--- begin THE INPUT ---
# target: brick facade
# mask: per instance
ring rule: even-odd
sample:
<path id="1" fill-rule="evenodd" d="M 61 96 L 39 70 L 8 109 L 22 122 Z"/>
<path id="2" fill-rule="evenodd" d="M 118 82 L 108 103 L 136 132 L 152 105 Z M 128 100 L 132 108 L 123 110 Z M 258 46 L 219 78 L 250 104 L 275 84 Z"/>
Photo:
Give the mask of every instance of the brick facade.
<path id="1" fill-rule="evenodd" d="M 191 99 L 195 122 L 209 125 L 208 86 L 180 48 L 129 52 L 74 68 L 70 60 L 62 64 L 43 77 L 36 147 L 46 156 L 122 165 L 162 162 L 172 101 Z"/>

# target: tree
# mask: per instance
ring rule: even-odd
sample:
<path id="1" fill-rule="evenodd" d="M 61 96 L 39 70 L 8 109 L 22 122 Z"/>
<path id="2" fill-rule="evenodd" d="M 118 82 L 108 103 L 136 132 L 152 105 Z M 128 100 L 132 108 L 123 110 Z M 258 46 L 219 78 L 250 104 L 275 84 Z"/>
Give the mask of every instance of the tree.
--- end THE INPUT ---
--- begin THE INPUT ---
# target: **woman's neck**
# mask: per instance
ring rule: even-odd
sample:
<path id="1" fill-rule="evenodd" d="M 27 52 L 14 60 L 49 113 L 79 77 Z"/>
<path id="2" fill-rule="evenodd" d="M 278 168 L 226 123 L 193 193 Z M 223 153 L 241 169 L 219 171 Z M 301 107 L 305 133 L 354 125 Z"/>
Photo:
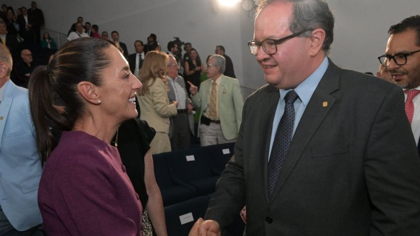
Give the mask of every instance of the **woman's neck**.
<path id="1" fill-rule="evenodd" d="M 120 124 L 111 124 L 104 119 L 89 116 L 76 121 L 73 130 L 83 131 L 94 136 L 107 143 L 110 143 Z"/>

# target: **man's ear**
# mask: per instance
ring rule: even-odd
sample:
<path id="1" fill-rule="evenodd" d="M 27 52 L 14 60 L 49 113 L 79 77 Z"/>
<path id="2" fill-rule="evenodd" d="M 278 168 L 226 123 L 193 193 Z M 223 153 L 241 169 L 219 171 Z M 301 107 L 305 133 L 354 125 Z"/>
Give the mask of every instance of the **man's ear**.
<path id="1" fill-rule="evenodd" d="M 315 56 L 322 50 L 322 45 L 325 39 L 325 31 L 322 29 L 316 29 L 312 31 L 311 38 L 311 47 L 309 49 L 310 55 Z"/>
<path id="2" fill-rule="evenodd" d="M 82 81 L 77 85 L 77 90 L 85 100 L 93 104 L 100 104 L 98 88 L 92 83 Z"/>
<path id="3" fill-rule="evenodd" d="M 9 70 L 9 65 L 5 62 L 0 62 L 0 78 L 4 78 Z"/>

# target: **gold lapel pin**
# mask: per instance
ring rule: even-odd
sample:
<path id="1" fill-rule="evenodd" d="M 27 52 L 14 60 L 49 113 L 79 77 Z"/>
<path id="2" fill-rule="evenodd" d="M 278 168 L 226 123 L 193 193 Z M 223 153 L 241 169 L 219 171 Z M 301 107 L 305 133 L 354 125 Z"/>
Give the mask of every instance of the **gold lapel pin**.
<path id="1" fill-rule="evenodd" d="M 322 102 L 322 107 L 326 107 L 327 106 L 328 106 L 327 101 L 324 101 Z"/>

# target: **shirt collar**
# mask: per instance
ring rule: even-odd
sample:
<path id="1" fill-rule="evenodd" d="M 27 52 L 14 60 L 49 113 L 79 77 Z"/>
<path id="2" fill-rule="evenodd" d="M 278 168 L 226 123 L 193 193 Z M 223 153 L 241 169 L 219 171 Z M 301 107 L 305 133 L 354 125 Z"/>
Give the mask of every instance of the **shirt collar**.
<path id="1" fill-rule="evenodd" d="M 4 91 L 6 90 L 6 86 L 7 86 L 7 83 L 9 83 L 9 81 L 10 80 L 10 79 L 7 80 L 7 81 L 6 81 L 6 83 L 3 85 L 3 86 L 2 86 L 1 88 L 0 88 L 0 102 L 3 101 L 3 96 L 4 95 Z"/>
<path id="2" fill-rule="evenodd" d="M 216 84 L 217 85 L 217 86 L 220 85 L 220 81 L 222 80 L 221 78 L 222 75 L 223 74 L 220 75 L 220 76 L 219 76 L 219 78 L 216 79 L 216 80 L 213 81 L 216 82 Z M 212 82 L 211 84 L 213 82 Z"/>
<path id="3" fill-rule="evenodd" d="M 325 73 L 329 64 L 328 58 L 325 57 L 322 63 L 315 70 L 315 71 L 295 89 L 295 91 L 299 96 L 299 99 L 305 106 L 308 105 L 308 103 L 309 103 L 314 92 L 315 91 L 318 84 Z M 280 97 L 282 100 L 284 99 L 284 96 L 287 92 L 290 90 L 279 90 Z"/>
--- end THE INPUT ---
--- begin THE INPUT ---
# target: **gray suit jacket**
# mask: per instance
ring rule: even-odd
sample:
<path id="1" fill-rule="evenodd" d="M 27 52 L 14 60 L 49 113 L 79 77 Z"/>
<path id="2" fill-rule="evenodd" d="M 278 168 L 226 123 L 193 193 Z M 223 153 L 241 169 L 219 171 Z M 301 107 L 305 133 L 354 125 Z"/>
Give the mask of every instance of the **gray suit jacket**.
--- end THE INPUT ---
> STATED GOAL
Reproduce the data between the line containing "# target: **woman's neck**" and the line containing "322 102 L 322", inclusive, substituting "fill rule" for "ring rule" and leaving everything else unchanged. Omit the pictures from your answer.

> SOLUTION FOR THIS PROBLEM
# target: **woman's neck**
# mask: per instance
fill rule: even-odd
sample:
<path id="1" fill-rule="evenodd" d="M 27 52 L 14 60 L 49 113 L 79 77 Z"/>
<path id="2" fill-rule="evenodd" d="M 278 168 L 226 123 L 193 193 Z M 223 153 L 241 169 L 219 171 Z M 301 107 L 305 133 L 354 125 Z"/>
Photo:
Give the mask of every instance of the **woman's neck**.
<path id="1" fill-rule="evenodd" d="M 120 124 L 111 124 L 104 119 L 89 116 L 76 121 L 73 130 L 83 131 L 94 136 L 107 143 L 110 143 Z"/>

# target: **man's ear**
# mask: per instance
fill rule: even-odd
sample:
<path id="1" fill-rule="evenodd" d="M 27 52 L 14 60 L 49 113 L 79 77 Z"/>
<path id="2" fill-rule="evenodd" d="M 278 168 L 226 123 L 193 193 Z M 223 153 L 241 169 L 219 171 Z M 301 107 L 305 133 L 354 125 Z"/>
Give the mask of every instance of the **man's ear**.
<path id="1" fill-rule="evenodd" d="M 315 56 L 322 50 L 322 45 L 325 39 L 325 31 L 322 29 L 316 29 L 312 31 L 311 38 L 311 47 L 309 49 L 310 55 Z"/>
<path id="2" fill-rule="evenodd" d="M 82 81 L 77 85 L 77 90 L 85 100 L 93 104 L 100 104 L 98 88 L 92 83 Z"/>
<path id="3" fill-rule="evenodd" d="M 9 70 L 9 65 L 5 62 L 0 62 L 0 78 L 4 78 Z"/>

# target: **gold lapel pin**
# mask: per instance
fill rule: even-odd
sample:
<path id="1" fill-rule="evenodd" d="M 27 52 L 14 60 L 49 113 L 79 77 Z"/>
<path id="2" fill-rule="evenodd" d="M 278 168 L 226 123 L 193 193 Z M 223 153 L 241 169 L 219 171 Z M 301 107 L 305 133 L 354 125 Z"/>
Give the mask of every instance of the **gold lapel pin**.
<path id="1" fill-rule="evenodd" d="M 322 102 L 322 107 L 326 107 L 327 106 L 328 106 L 327 101 L 324 101 Z"/>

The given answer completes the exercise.